>>>>>

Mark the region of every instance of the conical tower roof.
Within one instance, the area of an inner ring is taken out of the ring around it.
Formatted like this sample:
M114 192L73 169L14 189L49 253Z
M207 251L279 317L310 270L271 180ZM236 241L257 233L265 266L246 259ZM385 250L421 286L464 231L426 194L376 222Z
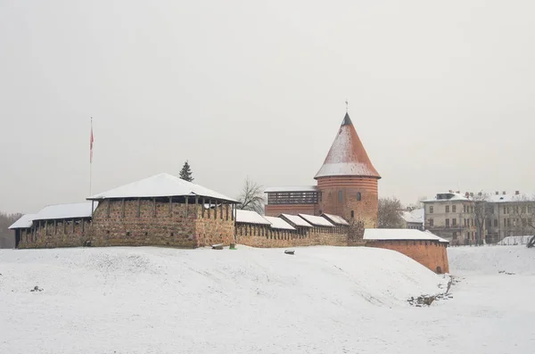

<<<<<

YOUR GOAL.
Copy every line of the records above without any changes, but leave the picture out.

EXERCISE OUTPUT.
Mark the region of every instance of the conical tower roof.
Within one instance, the area of an inner ring is taken out of the ring around it.
Formatted like this sample:
M114 192L73 169L14 189L49 253Z
M207 251L279 317L310 270L271 180ZM236 241L257 233L265 266L246 259ZM385 250L421 286L464 231L426 194L376 222Z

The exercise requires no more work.